## Start EXTRACTED MATERIAL

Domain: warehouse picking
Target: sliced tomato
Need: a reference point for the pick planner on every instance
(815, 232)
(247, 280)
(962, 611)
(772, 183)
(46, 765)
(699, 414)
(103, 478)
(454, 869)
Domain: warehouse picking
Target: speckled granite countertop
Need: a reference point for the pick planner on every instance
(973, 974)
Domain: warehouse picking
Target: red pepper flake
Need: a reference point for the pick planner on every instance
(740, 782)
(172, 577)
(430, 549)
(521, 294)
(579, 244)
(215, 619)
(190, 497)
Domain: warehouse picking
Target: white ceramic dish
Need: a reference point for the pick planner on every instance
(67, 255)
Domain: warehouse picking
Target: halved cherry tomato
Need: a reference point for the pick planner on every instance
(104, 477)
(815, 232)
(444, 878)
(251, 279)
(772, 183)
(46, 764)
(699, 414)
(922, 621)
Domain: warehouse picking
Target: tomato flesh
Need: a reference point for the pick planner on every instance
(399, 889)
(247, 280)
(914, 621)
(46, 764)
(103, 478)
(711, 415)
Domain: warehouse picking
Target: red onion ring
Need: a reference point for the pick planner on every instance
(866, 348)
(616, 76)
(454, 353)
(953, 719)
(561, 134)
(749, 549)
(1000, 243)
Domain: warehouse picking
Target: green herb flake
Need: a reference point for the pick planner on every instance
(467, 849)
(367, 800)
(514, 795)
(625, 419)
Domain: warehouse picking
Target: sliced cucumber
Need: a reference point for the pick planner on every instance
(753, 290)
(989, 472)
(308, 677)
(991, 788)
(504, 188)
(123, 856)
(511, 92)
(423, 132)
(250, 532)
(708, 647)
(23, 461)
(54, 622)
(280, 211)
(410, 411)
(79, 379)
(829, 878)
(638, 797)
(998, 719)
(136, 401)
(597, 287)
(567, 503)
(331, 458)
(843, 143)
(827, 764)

## End EXTRACTED MATERIAL

From the listing above, pull out every line that contains the word "flake". Treat uppercase and lowercase as different.

Target: red pepper flake
Target: green herb flake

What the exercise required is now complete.